Task instructions: Copy every line of the material below verbatim, omitting the pictures.
===== Supplied material
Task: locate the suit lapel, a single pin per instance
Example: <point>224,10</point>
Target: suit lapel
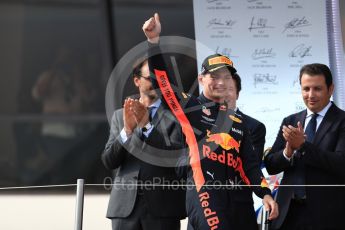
<point>300,117</point>
<point>158,115</point>
<point>326,123</point>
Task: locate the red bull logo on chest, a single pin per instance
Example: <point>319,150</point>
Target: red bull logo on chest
<point>224,140</point>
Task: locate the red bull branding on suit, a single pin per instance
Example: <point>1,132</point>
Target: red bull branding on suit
<point>226,141</point>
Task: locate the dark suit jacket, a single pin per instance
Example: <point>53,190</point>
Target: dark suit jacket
<point>324,161</point>
<point>244,214</point>
<point>140,160</point>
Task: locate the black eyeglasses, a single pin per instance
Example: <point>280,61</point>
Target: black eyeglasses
<point>145,77</point>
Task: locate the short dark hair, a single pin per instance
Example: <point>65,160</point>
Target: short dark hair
<point>237,79</point>
<point>137,68</point>
<point>317,69</point>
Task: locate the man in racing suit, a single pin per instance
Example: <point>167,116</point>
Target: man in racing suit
<point>218,141</point>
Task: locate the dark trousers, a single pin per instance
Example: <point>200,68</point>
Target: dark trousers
<point>141,219</point>
<point>296,217</point>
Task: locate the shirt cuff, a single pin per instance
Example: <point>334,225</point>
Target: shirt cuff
<point>286,157</point>
<point>123,136</point>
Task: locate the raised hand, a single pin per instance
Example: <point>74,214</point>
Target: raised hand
<point>152,29</point>
<point>294,135</point>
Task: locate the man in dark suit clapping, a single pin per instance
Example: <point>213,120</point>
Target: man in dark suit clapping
<point>145,139</point>
<point>310,150</point>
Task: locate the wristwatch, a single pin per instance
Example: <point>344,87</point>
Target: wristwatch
<point>148,126</point>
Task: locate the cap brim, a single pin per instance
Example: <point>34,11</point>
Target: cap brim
<point>232,69</point>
==========
Result of this task:
Task: locate the suit lapel, a single pin per instance
Example: <point>224,10</point>
Target: suit lapel
<point>300,117</point>
<point>158,115</point>
<point>326,123</point>
Task: locate the red bull logo on chest, a single pin per instance
Example: <point>319,150</point>
Target: red bull logo on chest
<point>224,140</point>
Task: locate the red bull branding on suit, a single pin per instance
Example: <point>1,132</point>
Target: red bull branding on suit
<point>226,141</point>
Task: locate the dark suit jacket, a single pin per instance
Example: <point>53,190</point>
Target: dark suit jacket
<point>324,161</point>
<point>244,214</point>
<point>140,160</point>
Task: locate the black eyeglasses, a single pin per instance
Example: <point>280,61</point>
Target: black eyeglasses
<point>145,77</point>
Task: locate the short dark hair, a single pin per instance
Example: <point>65,160</point>
Target: short dark hair
<point>237,79</point>
<point>137,68</point>
<point>317,69</point>
Task: locate the man in racing suit, a single pin per instance
Example: <point>167,116</point>
Target: man in racing suit
<point>218,141</point>
Task: locate the dark trousers, a single pin per instance
Example: <point>200,68</point>
Target: dark trousers
<point>141,219</point>
<point>296,217</point>
Task: locate the shirt cuff, a single pin per instance
Example: <point>334,225</point>
Target: shirt cuff
<point>286,157</point>
<point>123,136</point>
Task: locate the raised hand, a single pin per instance
Example: <point>74,214</point>
Target: raised hand
<point>152,29</point>
<point>294,135</point>
Task: locate the man in dark suit clapping, a single pin per instance
Example: <point>213,120</point>
Target: man in dark suit clapping
<point>145,139</point>
<point>310,150</point>
Task: locate the wristwatch, a single pin per instance
Example: <point>344,87</point>
Target: wristwatch
<point>148,126</point>
Task: locate the cap brim, a single pin per instance
Example: <point>34,11</point>
Target: cap brim
<point>232,69</point>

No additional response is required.